▶ Exercise
Please pull out every line in the data below that contains the word "concrete" and copy each of those lines unchanged.
##########
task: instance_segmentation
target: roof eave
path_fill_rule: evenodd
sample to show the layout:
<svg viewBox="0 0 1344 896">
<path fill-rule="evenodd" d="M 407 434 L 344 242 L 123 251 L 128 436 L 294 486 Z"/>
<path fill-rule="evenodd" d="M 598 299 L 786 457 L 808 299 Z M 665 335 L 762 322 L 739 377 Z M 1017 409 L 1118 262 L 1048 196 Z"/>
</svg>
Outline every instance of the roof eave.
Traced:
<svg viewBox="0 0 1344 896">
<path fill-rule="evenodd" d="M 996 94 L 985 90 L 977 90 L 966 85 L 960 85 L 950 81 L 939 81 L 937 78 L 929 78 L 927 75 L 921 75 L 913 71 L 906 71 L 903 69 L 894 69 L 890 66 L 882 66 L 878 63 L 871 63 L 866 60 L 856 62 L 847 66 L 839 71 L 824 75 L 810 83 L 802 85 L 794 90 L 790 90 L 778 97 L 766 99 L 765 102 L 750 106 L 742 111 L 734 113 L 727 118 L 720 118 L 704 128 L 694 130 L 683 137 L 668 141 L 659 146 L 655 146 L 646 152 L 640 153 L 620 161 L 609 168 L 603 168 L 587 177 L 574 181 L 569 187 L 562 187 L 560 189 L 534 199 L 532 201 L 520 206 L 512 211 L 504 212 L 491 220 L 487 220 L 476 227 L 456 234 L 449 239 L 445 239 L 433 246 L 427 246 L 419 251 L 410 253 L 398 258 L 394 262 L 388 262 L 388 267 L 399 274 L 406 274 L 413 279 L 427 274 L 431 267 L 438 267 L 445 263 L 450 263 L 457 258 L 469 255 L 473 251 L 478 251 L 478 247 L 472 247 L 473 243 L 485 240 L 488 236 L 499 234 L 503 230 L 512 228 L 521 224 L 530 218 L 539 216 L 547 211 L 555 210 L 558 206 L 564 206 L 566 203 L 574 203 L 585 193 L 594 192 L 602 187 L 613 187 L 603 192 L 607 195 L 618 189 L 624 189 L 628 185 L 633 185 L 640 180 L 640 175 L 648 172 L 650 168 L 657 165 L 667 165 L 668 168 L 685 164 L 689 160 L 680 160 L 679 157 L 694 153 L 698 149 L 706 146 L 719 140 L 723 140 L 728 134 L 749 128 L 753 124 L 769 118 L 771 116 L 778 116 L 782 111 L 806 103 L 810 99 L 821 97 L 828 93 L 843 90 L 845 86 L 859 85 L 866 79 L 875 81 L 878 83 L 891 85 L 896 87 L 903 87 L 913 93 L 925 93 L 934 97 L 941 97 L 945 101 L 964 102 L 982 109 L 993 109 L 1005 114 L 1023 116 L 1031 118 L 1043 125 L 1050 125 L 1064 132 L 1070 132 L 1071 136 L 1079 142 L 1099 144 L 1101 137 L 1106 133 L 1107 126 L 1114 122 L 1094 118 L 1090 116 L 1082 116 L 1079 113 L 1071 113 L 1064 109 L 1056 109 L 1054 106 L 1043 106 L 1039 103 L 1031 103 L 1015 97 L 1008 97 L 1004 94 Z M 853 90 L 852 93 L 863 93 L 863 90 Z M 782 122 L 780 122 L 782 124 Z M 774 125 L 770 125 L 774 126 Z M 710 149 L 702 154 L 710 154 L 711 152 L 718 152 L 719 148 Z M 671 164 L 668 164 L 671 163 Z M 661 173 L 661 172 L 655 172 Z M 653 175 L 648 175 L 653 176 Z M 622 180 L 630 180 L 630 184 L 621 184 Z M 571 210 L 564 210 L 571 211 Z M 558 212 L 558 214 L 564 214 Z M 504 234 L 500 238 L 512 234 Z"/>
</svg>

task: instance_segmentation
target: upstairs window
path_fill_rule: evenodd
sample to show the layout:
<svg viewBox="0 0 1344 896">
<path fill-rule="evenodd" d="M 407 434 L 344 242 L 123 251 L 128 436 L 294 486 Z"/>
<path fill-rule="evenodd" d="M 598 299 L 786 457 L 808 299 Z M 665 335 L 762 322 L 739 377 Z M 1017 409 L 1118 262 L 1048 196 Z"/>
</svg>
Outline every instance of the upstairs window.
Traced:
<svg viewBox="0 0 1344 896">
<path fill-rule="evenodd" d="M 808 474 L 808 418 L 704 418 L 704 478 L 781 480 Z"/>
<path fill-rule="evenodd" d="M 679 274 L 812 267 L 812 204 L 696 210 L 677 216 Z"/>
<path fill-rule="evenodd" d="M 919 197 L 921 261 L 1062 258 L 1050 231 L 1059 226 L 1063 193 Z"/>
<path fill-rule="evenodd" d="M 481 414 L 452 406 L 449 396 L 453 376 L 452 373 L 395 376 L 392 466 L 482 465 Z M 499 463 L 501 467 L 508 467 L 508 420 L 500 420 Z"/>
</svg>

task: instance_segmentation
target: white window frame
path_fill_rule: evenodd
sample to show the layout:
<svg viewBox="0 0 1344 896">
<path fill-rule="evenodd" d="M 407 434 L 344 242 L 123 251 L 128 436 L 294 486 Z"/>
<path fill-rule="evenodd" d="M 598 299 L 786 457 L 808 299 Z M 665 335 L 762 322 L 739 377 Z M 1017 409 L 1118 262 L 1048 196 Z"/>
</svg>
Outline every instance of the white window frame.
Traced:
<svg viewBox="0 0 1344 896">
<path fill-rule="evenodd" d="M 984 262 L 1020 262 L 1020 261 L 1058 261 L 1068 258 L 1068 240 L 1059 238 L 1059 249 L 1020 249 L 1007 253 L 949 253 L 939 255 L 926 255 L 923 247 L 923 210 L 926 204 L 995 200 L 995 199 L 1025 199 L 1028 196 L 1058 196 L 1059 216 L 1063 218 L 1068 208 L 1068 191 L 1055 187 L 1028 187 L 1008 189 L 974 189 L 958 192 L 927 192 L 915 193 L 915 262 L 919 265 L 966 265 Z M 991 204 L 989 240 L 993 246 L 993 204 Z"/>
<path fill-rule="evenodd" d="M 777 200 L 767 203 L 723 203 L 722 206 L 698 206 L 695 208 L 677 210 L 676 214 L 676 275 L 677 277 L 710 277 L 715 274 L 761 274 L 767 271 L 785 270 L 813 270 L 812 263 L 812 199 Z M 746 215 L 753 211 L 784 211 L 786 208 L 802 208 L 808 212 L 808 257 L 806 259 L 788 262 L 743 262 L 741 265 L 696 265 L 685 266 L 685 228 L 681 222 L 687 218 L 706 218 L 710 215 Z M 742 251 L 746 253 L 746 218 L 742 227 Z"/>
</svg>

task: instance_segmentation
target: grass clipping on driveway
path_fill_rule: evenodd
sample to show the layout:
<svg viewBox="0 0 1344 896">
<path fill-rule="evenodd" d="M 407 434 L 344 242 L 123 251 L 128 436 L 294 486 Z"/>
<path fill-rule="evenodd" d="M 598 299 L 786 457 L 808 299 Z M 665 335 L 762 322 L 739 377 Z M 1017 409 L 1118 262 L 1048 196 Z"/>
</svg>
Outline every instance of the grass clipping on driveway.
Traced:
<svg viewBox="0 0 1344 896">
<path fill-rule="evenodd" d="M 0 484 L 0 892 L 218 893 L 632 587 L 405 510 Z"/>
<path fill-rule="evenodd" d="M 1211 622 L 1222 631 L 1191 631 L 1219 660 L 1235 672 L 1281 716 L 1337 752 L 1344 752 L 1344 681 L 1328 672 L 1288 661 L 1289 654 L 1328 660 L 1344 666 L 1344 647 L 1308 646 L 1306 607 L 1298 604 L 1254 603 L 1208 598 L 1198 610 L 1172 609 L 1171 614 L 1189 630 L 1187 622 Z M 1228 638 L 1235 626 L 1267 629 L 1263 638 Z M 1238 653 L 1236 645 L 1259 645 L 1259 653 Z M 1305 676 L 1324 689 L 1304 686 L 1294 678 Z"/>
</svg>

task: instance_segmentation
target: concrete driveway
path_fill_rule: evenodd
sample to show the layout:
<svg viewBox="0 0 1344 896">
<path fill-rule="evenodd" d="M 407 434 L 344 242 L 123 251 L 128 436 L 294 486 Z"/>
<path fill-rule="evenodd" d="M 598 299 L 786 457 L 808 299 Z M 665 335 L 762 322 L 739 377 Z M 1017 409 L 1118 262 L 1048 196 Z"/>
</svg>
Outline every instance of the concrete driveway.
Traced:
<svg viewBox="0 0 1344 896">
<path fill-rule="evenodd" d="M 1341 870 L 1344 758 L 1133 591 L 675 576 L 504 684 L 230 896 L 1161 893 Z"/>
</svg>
##########
▶ Problem solution
target: concrete driveway
Outline every instance of the concrete driveway.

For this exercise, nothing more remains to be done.